Objective:
Convert all of the material below into a two-column CSV with the headers "request" and "answer", one row per request. Put each request's text and its answer in a single quoted field with line breaks replaced by spaces, and leave out the pictures.

***** Dataset rows

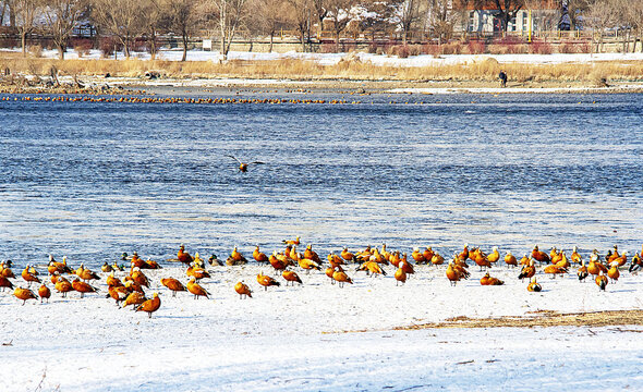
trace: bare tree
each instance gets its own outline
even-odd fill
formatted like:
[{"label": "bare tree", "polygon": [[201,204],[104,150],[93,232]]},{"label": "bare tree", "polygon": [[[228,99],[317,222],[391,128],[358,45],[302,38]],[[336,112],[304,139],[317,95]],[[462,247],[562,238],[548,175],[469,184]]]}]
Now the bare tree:
[{"label": "bare tree", "polygon": [[290,22],[296,27],[300,35],[300,42],[302,51],[306,51],[306,41],[311,40],[311,15],[313,13],[313,4],[311,0],[287,0],[290,9],[288,10],[288,17]]},{"label": "bare tree", "polygon": [[439,42],[448,40],[461,14],[453,10],[451,0],[428,0],[426,5],[426,22],[432,36],[437,37]]},{"label": "bare tree", "polygon": [[641,42],[641,52],[643,53],[643,2],[631,2],[628,13],[632,26],[636,29],[636,38],[634,39],[634,48],[632,48],[632,51],[636,50],[636,41],[639,41]]},{"label": "bare tree", "polygon": [[145,40],[147,41],[149,56],[151,60],[156,59],[156,37],[158,36],[159,29],[162,26],[165,19],[167,17],[161,2],[159,0],[141,0],[141,8],[143,15],[142,19],[142,33]]},{"label": "bare tree", "polygon": [[317,34],[322,36],[324,32],[324,20],[328,16],[329,2],[332,0],[312,0],[313,11],[317,17]]},{"label": "bare tree", "polygon": [[369,33],[371,38],[375,41],[375,35],[377,33],[390,33],[395,29],[396,23],[395,16],[398,12],[398,5],[402,0],[366,0],[363,1],[361,7],[363,8],[362,16],[360,19],[360,28],[362,32]]},{"label": "bare tree", "polygon": [[84,0],[48,0],[43,11],[43,28],[51,35],[59,58],[64,59],[66,45],[76,22],[86,13]]},{"label": "bare tree", "polygon": [[209,22],[218,25],[220,53],[222,60],[226,60],[234,34],[246,16],[246,0],[205,0],[204,7]]},{"label": "bare tree", "polygon": [[27,56],[27,37],[36,29],[36,20],[40,16],[43,2],[40,0],[14,0],[15,27],[20,33],[22,54]]},{"label": "bare tree", "polygon": [[181,36],[183,44],[181,61],[185,61],[190,36],[194,34],[198,25],[196,4],[194,0],[166,0],[163,9],[168,20],[168,29]]},{"label": "bare tree", "polygon": [[354,17],[352,11],[355,5],[355,0],[328,0],[328,19],[332,22],[332,33],[338,51],[339,35]]},{"label": "bare tree", "polygon": [[275,34],[279,28],[288,25],[288,16],[283,12],[282,0],[254,0],[252,1],[251,21],[246,24],[252,30],[262,32],[270,36],[268,51],[272,51]]},{"label": "bare tree", "polygon": [[402,45],[407,39],[413,24],[420,20],[420,0],[404,0],[398,4],[397,20],[402,30]]},{"label": "bare tree", "polygon": [[590,3],[586,14],[586,23],[592,27],[592,41],[594,36],[598,34],[598,40],[596,41],[596,53],[603,50],[603,38],[607,28],[612,28],[617,25],[617,13],[610,0],[594,0]]},{"label": "bare tree", "polygon": [[144,10],[141,0],[93,0],[92,17],[121,42],[123,53],[130,58],[132,41],[143,32]]}]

**********

Result for this exercise:
request,answer
"trace: bare tree each instance gets its own outline even-odd fill formatted like: [{""label"": ""bare tree"", ""polygon"": [[201,204],[104,150],[93,232]]},{""label"": ""bare tree"", ""polygon"": [[[228,99],[317,222],[391,128],[358,45],[302,38]],[[336,112],[304,139],[317,95]],[[462,247],[562,238],[548,175],[469,184]]]}] Now the bare tree:","[{""label"": ""bare tree"", ""polygon"": [[290,22],[296,27],[300,35],[300,42],[302,51],[306,51],[306,41],[311,40],[311,15],[313,13],[313,4],[311,0],[287,0],[290,9],[288,10],[288,17]]},{""label"": ""bare tree"", ""polygon"": [[439,42],[448,40],[461,14],[453,10],[451,0],[428,0],[426,5],[426,22],[432,36],[437,37]]},{""label"": ""bare tree"", ""polygon"": [[641,42],[641,52],[643,53],[643,2],[631,2],[628,13],[632,26],[636,29],[636,38],[634,39],[634,48],[632,48],[632,51],[636,50],[636,41],[639,41]]},{""label"": ""bare tree"", ""polygon"": [[145,40],[147,41],[149,56],[151,60],[156,59],[156,37],[158,36],[159,29],[162,26],[165,19],[167,17],[161,2],[159,0],[141,0],[141,8],[143,15],[142,19],[142,33]]},{""label"": ""bare tree"", ""polygon"": [[317,34],[322,36],[324,32],[324,20],[328,16],[329,2],[332,0],[312,0],[313,11],[317,17]]},{""label"": ""bare tree"", ""polygon"": [[369,33],[371,38],[375,41],[375,35],[377,33],[390,33],[395,29],[396,23],[395,16],[398,12],[398,5],[402,0],[366,0],[363,1],[361,7],[363,8],[362,16],[360,19],[360,28],[362,32]]},{""label"": ""bare tree"", ""polygon"": [[84,0],[48,0],[43,11],[43,28],[51,35],[59,58],[64,59],[66,45],[76,22],[86,13]]},{""label"": ""bare tree"", ""polygon"": [[209,22],[218,25],[220,53],[222,60],[226,60],[234,34],[246,16],[246,0],[205,0],[204,7]]},{""label"": ""bare tree"", ""polygon"": [[27,56],[27,37],[36,29],[36,20],[40,16],[43,2],[40,0],[14,0],[15,27],[20,33],[22,54]]},{""label"": ""bare tree"", ""polygon"": [[181,36],[183,44],[181,61],[185,61],[190,36],[194,34],[198,25],[196,4],[194,0],[166,0],[163,9],[168,20],[168,29]]},{""label"": ""bare tree"", ""polygon"": [[354,17],[352,11],[355,5],[355,0],[328,0],[328,19],[332,22],[332,33],[338,51],[339,35]]},{""label"": ""bare tree"", ""polygon"": [[275,34],[279,28],[288,25],[288,16],[283,12],[282,0],[254,0],[252,1],[251,21],[246,24],[252,30],[262,32],[270,36],[268,51],[272,51]]},{""label"": ""bare tree"", ""polygon"": [[402,45],[407,39],[413,24],[420,20],[420,0],[404,0],[398,4],[397,20],[402,30]]},{""label"": ""bare tree"", ""polygon"": [[590,3],[586,14],[586,23],[592,27],[592,41],[594,36],[598,34],[598,40],[596,41],[596,53],[603,50],[603,38],[607,28],[612,28],[617,25],[617,13],[610,0],[594,0]]},{""label"": ""bare tree"", ""polygon"": [[144,10],[141,0],[93,0],[92,17],[121,42],[123,53],[130,58],[132,41],[143,32]]}]"